(Named-object pointing records)
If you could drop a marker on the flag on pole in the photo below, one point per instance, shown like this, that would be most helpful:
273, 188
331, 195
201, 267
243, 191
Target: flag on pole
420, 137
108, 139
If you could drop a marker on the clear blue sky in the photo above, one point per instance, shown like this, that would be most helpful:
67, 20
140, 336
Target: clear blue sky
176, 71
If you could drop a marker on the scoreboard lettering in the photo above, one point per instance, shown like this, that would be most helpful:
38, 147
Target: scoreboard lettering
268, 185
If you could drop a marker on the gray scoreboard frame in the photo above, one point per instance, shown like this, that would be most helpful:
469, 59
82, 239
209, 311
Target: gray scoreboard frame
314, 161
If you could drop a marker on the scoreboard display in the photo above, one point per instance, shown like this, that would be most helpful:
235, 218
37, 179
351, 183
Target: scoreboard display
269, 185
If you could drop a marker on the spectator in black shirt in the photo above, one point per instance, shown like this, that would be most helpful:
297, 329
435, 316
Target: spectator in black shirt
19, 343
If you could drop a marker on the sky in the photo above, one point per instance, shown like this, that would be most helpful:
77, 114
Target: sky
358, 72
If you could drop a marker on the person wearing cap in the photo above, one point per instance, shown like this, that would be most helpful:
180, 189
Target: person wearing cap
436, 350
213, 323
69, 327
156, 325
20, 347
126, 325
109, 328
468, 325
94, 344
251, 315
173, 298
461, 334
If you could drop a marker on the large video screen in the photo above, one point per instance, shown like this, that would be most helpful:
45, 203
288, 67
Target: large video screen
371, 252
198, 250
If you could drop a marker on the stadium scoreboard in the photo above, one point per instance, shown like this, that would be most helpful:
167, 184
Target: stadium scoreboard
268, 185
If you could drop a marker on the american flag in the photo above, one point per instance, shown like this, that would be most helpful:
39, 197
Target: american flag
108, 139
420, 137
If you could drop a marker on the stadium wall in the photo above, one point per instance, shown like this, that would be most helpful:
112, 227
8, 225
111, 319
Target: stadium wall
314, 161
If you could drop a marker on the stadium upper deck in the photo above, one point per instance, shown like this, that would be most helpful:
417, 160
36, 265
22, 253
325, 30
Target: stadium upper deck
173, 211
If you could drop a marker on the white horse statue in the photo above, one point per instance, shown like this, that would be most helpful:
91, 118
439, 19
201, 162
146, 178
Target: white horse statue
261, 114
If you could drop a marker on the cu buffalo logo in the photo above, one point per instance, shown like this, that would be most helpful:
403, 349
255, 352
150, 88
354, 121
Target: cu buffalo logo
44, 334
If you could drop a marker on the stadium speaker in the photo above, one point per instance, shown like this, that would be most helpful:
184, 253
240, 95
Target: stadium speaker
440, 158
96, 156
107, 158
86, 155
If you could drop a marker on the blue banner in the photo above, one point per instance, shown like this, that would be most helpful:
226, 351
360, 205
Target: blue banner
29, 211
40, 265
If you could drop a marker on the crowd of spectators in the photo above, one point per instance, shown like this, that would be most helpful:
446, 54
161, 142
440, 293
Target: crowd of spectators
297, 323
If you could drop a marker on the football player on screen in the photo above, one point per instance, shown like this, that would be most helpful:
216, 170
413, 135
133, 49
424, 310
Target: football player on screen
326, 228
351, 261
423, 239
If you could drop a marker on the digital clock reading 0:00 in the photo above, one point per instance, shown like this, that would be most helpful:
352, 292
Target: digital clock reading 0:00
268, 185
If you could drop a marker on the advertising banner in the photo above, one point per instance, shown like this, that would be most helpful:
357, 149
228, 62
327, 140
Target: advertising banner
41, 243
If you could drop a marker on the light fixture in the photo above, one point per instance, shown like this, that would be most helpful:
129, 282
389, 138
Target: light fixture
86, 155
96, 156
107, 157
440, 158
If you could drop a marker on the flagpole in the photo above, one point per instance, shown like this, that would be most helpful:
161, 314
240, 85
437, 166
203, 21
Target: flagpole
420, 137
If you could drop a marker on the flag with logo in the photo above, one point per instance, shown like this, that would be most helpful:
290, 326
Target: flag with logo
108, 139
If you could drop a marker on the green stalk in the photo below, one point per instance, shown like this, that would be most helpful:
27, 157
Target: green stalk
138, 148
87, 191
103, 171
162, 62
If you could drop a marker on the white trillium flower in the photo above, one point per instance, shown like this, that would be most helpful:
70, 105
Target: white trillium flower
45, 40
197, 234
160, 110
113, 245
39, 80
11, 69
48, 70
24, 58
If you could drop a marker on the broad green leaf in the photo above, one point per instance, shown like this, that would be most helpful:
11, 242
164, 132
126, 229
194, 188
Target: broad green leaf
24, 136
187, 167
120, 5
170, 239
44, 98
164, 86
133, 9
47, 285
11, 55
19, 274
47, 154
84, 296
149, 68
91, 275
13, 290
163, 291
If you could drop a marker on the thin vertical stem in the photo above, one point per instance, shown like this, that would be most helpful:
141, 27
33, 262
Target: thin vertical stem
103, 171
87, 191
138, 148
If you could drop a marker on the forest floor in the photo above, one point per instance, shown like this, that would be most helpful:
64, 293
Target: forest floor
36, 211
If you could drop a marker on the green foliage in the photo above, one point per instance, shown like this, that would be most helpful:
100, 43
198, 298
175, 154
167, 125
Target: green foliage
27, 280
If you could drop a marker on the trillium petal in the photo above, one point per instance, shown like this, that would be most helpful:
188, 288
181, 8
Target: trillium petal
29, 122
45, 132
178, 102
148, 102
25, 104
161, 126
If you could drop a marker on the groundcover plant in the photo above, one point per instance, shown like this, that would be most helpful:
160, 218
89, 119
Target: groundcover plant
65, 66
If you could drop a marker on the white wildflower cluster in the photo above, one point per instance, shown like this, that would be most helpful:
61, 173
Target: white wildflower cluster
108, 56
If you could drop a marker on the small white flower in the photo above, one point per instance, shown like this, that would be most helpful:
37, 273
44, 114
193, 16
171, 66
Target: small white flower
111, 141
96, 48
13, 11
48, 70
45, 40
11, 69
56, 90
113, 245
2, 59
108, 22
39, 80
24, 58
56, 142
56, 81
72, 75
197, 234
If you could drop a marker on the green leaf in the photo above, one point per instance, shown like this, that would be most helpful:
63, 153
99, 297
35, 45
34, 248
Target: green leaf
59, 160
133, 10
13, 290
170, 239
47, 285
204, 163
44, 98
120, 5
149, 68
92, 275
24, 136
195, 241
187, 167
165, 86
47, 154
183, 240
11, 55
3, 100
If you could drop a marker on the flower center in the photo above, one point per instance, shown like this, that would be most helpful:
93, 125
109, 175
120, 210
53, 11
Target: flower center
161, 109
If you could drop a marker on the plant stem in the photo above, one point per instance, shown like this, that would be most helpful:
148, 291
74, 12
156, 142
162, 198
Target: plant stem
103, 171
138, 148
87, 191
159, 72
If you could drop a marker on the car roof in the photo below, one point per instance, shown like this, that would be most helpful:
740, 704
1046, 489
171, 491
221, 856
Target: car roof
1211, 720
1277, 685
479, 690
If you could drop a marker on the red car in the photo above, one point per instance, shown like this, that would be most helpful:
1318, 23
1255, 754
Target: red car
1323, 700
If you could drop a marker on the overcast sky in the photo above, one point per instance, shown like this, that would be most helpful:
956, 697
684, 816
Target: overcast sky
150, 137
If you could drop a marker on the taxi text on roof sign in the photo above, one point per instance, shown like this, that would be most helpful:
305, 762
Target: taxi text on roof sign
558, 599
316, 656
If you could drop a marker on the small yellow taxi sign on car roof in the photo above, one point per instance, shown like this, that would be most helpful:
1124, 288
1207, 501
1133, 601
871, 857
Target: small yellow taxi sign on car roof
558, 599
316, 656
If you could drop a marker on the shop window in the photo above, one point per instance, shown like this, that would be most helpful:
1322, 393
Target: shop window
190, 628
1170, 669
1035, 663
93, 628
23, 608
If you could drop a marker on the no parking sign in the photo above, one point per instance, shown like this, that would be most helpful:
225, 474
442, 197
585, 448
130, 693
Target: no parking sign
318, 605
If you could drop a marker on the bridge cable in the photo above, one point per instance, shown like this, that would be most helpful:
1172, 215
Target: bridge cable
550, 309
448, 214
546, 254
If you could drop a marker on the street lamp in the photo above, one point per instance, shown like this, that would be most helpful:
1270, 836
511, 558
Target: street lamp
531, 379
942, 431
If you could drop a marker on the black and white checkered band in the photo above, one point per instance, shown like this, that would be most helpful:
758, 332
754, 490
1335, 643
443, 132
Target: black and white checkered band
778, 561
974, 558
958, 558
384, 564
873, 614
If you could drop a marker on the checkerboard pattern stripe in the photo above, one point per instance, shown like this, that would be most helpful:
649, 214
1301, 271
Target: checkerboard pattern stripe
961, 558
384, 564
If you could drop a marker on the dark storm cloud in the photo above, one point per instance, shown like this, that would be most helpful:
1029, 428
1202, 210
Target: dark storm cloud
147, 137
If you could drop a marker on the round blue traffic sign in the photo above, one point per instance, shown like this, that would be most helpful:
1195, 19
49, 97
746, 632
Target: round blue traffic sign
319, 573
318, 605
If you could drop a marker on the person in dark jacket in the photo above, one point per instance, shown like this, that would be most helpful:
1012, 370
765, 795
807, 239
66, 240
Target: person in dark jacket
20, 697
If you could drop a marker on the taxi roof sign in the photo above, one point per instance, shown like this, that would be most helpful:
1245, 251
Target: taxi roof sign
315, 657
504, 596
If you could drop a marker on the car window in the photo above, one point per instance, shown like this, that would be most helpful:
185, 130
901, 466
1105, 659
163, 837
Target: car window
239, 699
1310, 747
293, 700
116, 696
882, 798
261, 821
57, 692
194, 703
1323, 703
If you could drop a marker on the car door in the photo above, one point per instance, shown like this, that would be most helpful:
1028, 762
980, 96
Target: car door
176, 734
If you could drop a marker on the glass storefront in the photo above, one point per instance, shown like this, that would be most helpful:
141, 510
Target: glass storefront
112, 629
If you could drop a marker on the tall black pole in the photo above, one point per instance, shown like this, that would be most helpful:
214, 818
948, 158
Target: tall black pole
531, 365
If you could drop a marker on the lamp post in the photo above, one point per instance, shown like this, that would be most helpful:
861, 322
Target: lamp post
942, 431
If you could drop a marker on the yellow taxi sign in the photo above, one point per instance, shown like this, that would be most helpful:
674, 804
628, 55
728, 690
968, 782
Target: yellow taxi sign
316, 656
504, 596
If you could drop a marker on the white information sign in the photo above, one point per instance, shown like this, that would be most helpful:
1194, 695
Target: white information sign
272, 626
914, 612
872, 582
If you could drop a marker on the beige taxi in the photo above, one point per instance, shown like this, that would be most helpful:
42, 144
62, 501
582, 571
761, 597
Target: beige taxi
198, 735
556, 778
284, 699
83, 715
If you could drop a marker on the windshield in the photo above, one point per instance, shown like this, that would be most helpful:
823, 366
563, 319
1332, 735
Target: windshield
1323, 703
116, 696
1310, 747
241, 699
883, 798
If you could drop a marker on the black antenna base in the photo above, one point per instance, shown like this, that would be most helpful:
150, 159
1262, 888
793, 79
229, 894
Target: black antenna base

● **Written task**
Exactly and only the lines from the line containing "If you could drop a marker on the lamp" through the last line of the entries should be copied, both ends included.

● **Answer for this exercise**
If you could drop a marker on the lamp post in the photo above, one point per instance, shown like this, that would be most helpful:
861, 322
Target: lamp post
942, 431
If you could drop a marker on the yellow taxi sign in the photo above, one point per instance, shown like this, that would be most helpful:
674, 804
628, 55
728, 690
968, 782
Target: yellow taxi sign
316, 656
504, 596
If you could drop a marker on the white information sign in the photo above, one point per instance, shown like this, that would be most helpful:
1194, 695
Target: white information sign
272, 626
914, 612
872, 582
If you could drop a marker on the beige taxi in the photo above, one point per instance, shown like this, that would be most helpful:
42, 144
62, 501
582, 571
761, 597
Target: beige taxi
198, 735
556, 778
284, 699
83, 715
If you could drop a marker on the windshield in the photo above, one point per instance, shown like this, that would be most helpful:
823, 366
563, 319
1332, 735
Target: windshield
1323, 703
116, 696
1310, 747
241, 699
883, 798
If you could drop a marker on the black antenna base in the photo above, one point per instance, shown like this, that would be most helpful:
150, 159
1262, 888
793, 79
229, 894
Target: black antenna base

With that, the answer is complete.